### [Source document]
The proposal has been prepared by the Remuneration Committee and was discussed at the Board meeting in
Resolution on authorisation for the Board to resolve on acquisition of own shares (item 16.a))
The Board proposes that the general meeting authorises the Board to resolve on acquisition of own shares on one or several occasions during the period up to the next Annual General Meeting in accordance with the following.
- Acquisition of own shares may be made by an offer extended to all shareholders or on Nasdaq Stockholm.
- Own shares may be acquired to the extent the company’s holdings of own shares in total amounts to no more than ten percent of all shares in the company.
- Acquisition of own shares on Nasdaq Stockholm shall be made in cash and at a price within the stock market price interval registered at any given time, such interval being the interval between the highest purchase price and the lowest sales price.
The reasons for the proposed authorisation to repurchase own shares are to adjust the company’s capital structure, create value for shareholders, provide the opportunity to offer own shares as payment in relation to acquisitions, be able to meet commitments under call option programs and to cover the costs of issued call option programs.
The Board has issued its reasoned statement in accordance with Chapter 19 Section 22 of the Swedish Companies Act.
Resolution on authorisation for the Board to resolve on transfer of own shares (item 16.b))
The Board proposes that the general meeting authorises the Board to resolve on transfer of own shares on one or several occasions during the period up to the next Annual General Meeting in accordance with the following.
- Transfer of own shares may be made either on Nasdaq Stockholm or in another manner.
- Transfer of own shares may be made with disapplication from the shareholders’ pre-emption rights.
- The maximum number of shares that may be transferred is the total number of own shares held by the company at the time of the Board’s resolution to transfer the shares.

### [Entries provided]
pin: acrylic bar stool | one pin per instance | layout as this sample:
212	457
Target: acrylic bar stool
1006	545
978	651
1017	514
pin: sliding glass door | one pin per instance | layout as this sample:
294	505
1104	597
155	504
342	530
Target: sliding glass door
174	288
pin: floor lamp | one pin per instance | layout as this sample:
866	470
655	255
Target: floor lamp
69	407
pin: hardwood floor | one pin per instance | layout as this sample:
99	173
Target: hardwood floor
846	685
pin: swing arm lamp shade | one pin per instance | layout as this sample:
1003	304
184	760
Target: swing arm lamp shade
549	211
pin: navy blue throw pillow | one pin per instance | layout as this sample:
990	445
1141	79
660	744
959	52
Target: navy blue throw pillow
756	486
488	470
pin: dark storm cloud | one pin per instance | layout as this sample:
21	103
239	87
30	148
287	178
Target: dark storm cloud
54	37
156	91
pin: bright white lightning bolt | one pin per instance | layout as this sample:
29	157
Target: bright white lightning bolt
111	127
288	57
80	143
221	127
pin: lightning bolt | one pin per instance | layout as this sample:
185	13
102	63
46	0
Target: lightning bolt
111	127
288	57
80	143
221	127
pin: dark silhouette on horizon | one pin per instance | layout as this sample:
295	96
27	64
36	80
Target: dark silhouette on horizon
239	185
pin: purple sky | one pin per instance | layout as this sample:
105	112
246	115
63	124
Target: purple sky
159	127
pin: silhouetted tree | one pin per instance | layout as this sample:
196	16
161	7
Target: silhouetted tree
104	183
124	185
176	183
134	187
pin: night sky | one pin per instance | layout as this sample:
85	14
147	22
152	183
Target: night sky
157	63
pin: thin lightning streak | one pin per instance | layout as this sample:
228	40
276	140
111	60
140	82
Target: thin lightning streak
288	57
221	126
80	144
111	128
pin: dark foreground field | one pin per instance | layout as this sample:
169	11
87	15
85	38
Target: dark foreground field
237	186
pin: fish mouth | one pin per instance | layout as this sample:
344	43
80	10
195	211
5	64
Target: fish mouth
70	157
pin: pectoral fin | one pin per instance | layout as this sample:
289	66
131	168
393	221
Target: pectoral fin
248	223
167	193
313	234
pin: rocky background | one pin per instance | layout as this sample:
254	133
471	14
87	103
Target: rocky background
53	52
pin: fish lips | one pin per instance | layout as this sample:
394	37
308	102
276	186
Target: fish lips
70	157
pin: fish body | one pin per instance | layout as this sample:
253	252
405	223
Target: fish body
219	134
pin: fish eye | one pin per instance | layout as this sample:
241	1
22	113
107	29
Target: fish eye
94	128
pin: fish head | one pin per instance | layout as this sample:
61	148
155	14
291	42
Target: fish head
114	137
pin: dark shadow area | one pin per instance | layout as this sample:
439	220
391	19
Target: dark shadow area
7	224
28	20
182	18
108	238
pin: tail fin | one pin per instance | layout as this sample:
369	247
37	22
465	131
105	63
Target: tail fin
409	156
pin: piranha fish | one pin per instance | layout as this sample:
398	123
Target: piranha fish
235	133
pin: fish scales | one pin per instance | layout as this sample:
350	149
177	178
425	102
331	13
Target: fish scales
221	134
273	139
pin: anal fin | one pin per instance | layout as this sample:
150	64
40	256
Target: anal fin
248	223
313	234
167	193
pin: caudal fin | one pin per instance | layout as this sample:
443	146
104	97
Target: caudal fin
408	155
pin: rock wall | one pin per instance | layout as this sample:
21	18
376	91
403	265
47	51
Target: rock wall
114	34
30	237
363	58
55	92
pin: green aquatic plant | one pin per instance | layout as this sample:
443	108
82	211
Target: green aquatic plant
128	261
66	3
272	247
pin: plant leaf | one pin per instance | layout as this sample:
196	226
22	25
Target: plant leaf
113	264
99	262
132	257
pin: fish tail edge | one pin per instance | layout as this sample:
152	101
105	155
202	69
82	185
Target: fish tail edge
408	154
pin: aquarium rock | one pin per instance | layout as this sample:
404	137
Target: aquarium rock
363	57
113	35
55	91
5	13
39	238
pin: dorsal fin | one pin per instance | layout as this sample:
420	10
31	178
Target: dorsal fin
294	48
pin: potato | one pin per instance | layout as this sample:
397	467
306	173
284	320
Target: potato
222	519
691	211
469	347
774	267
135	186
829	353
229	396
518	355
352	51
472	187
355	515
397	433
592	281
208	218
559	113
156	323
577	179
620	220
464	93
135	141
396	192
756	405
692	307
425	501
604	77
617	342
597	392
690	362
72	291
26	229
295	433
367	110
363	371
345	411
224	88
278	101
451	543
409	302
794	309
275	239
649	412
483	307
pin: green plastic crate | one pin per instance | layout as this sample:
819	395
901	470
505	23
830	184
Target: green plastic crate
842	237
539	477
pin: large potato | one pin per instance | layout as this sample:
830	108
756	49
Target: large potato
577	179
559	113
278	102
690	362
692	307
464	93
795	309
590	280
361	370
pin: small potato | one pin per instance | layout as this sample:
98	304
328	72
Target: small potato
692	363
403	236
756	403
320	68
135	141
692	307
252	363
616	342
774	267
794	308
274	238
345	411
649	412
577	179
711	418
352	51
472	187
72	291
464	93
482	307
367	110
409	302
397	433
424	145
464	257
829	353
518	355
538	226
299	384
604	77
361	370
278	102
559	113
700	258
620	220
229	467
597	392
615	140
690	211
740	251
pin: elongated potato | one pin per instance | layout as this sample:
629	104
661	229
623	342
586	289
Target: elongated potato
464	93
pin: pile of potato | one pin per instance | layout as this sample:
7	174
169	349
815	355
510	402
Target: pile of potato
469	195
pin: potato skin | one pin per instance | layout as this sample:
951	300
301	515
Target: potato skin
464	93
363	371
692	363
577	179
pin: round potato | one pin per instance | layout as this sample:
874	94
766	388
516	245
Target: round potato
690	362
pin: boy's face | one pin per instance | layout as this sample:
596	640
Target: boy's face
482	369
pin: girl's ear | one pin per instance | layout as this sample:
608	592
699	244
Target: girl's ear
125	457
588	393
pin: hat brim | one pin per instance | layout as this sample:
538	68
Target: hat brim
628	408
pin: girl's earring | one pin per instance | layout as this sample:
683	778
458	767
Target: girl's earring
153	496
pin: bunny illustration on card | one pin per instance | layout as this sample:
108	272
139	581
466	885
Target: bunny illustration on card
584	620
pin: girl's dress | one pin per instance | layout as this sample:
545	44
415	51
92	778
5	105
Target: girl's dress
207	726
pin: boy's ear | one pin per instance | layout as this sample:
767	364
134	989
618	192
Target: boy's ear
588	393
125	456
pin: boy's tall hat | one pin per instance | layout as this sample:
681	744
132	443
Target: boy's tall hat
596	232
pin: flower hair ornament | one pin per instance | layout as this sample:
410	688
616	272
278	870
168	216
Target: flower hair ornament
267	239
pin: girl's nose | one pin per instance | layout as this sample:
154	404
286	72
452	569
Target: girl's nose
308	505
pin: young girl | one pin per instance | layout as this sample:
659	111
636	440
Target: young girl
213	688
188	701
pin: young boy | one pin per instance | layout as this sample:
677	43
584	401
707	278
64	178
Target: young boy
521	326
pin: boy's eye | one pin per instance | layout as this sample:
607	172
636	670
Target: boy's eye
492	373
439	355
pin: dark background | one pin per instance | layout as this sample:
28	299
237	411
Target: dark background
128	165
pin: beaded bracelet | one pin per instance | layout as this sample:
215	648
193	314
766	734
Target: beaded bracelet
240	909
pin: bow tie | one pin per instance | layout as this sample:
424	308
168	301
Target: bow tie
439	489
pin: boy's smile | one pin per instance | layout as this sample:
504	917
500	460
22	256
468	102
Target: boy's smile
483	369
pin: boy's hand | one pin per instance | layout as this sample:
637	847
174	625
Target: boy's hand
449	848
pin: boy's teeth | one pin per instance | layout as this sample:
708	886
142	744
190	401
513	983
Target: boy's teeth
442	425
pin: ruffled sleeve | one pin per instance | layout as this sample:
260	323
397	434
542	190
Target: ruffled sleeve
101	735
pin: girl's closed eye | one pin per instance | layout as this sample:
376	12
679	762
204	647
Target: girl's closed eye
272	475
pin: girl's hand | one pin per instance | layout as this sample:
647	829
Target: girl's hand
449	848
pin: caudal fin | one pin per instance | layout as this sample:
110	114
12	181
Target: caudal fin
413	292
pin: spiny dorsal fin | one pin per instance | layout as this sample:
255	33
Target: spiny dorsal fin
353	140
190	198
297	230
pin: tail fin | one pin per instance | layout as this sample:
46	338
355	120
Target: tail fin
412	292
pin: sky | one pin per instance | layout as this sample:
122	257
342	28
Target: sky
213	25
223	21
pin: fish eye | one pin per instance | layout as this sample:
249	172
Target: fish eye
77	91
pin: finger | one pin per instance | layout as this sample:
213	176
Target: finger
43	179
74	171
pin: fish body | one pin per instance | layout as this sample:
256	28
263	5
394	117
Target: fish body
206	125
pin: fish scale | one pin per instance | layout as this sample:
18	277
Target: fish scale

### [Requirement 1]
In the share authorization proposal above, what reasons does the Board give for seeking authorization to repurchase own shares? Answer in one to three sentences.
### [Requirement 2]
Transcribe the share authorization proposal from "- Transfer of own shares may be made either" up to and including "shareholders’ pre-emption rights.".

### [Finished answer 1]
The authorization is meant to adjust the company's capital structure, create value for shareholders, and allow own shares to be offered as payment in acquisitions. It also lets the company meet commitments under call option programs and cover the costs of issued call option programs.

### [Finished answer 2]
- Transfer of own shares may be made either on Nasdaq Stockholm or in another manner.
- Transfer of own shares may be made with disapplication from the shareholders’ pre-emption rights.